▶ _Problem description_
Please reproduce every line of the data below without any change.

========================

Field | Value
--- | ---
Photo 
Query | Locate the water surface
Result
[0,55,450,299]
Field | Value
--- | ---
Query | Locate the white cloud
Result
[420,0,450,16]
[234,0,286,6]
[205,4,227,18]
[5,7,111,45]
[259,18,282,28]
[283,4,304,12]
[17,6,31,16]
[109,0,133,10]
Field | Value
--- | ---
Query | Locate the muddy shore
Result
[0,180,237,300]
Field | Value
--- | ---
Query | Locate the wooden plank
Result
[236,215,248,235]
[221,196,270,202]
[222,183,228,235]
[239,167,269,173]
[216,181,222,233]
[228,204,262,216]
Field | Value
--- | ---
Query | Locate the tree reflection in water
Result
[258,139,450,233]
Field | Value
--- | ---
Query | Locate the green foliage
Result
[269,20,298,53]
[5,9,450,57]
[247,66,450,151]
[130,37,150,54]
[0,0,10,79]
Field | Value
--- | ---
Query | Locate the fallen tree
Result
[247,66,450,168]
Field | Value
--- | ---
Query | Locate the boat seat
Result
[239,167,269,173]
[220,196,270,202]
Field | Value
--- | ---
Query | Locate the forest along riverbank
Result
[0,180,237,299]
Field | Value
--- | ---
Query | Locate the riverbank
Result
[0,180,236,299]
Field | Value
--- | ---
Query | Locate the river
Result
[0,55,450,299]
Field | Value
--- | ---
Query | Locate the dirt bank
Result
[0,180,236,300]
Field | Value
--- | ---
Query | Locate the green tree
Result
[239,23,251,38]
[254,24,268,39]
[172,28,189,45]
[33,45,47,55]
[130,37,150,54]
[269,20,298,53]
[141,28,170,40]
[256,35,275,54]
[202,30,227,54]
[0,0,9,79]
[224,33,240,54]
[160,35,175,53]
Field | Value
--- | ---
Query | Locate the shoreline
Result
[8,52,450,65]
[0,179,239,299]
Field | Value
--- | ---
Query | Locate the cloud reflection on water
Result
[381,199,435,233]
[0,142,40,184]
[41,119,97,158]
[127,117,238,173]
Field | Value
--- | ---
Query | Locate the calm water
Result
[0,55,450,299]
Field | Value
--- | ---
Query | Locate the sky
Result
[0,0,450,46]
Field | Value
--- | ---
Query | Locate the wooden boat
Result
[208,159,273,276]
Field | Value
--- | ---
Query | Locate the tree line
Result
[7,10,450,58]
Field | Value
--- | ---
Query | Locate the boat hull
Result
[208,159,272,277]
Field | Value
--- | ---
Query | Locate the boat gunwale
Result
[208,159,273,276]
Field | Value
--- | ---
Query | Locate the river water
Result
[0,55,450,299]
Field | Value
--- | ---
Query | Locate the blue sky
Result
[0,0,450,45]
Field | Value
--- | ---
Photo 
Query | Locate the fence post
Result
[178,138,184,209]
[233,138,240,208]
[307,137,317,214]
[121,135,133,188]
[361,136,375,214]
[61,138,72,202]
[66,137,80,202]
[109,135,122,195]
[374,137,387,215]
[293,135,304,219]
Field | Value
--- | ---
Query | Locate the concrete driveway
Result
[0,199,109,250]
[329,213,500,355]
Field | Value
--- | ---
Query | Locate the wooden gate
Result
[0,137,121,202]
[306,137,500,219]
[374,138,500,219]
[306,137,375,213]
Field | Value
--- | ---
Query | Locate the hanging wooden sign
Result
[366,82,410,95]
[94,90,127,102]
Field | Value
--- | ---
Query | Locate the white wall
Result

========================

▶ _Exercise output_
Field | Value
--- | ---
Photo 
Query | Locate the water surface
Result
[0,55,450,299]
Field | Value
--- | ---
Query | Locate the white cloud
Result
[420,0,450,16]
[234,0,286,6]
[205,4,227,18]
[5,7,111,45]
[259,18,282,28]
[283,4,304,12]
[17,6,31,16]
[109,0,133,10]
Field | Value
--- | ---
Query | Locate the muddy shore
Result
[0,180,237,300]
Field | Value
--- | ---
Query | Locate the wooden plank
Result
[236,215,248,235]
[221,196,270,202]
[222,183,228,235]
[239,167,269,173]
[216,181,222,233]
[228,204,262,216]
Field | Value
--- | ---
Query | Locate the tree reflection in water
Result
[258,139,450,233]
Field | Value
--- | ---
Query | Locate the green foliage
Result
[269,20,298,53]
[5,9,450,57]
[247,66,450,151]
[130,37,150,54]
[0,0,10,79]
Field | Value
--- | ---
Query | Locate the fallen tree
Result
[247,66,450,168]
Field | Value
--- | ---
Query | Locate the boat seat
Result
[239,167,269,173]
[220,196,270,202]
Field | Value
--- | ---
Query | Locate the forest along riverbank
Result
[0,180,237,299]
Field | Value
--- | ---
Query | Locate the riverbank
Result
[0,180,236,299]
Field | Value
--- | ---
Query | Locate the river
Result
[0,55,450,299]
Field | Value
--- | ---
Query | Locate the dirt bank
Result
[0,180,236,300]
Field | Value
--- | ---
Query | Locate the green tree
Result
[239,23,251,38]
[254,24,268,39]
[172,28,189,45]
[33,45,47,55]
[130,37,150,54]
[269,20,298,53]
[141,28,170,40]
[256,35,275,54]
[202,30,227,54]
[0,0,9,79]
[224,33,240,54]
[160,35,175,53]
Field | Value
--- | ---
Query | Locate the shoreline
Result
[8,52,450,65]
[0,179,239,299]
Field | Value
--- | ---
Query | Locate the cloud reflection on water
Result
[381,199,435,233]
[0,142,40,184]
[41,119,97,158]
[127,117,238,173]
Field | Value
--- | ---
Query | Locate the calm water
Result
[0,55,450,299]
Field | Value
--- | ---
Query | Locate the sky
Result
[0,0,450,46]
Field | Value
--- | ---
Query | Locate the wooden boat
Result
[208,159,273,276]
Field | Value
--- | ---
Query | Locate the tree line
Result
[7,10,450,58]
Field | Value
--- | ---
Query | Locate the boat hull
Result
[208,159,272,277]
Field | Value
--- | ---
Query | Locate the boat gunwale
Result
[208,159,273,276]
Field | Value
--- | ---
Query | Locate the river water
Result
[0,55,450,299]
Field | Value
--- | ---
Query | Locate the blue sky
Result
[0,0,450,45]
Field | Value
--- | ---
Photo 
Query | Locate the fence post
Result
[178,138,184,209]
[233,138,240,208]
[307,137,317,214]
[121,135,133,188]
[361,136,375,214]
[61,138,72,202]
[66,137,80,202]
[109,135,122,195]
[374,137,387,215]
[293,135,304,219]
Field | Value
--- | ---
Query | Locate the concrete driveway
Result
[0,199,109,250]
[329,213,500,355]
Field | Value
--- | ---
Query | Locate the wooden gate
Result
[0,137,121,202]
[306,137,500,219]
[374,138,500,219]
[306,137,375,213]
Field | Value
--- | ---
Query | Locate the hanging wooden sign
Result
[366,82,410,95]
[94,90,127,102]
Field | Value
--- | ---
Query | Locate the white wall
Result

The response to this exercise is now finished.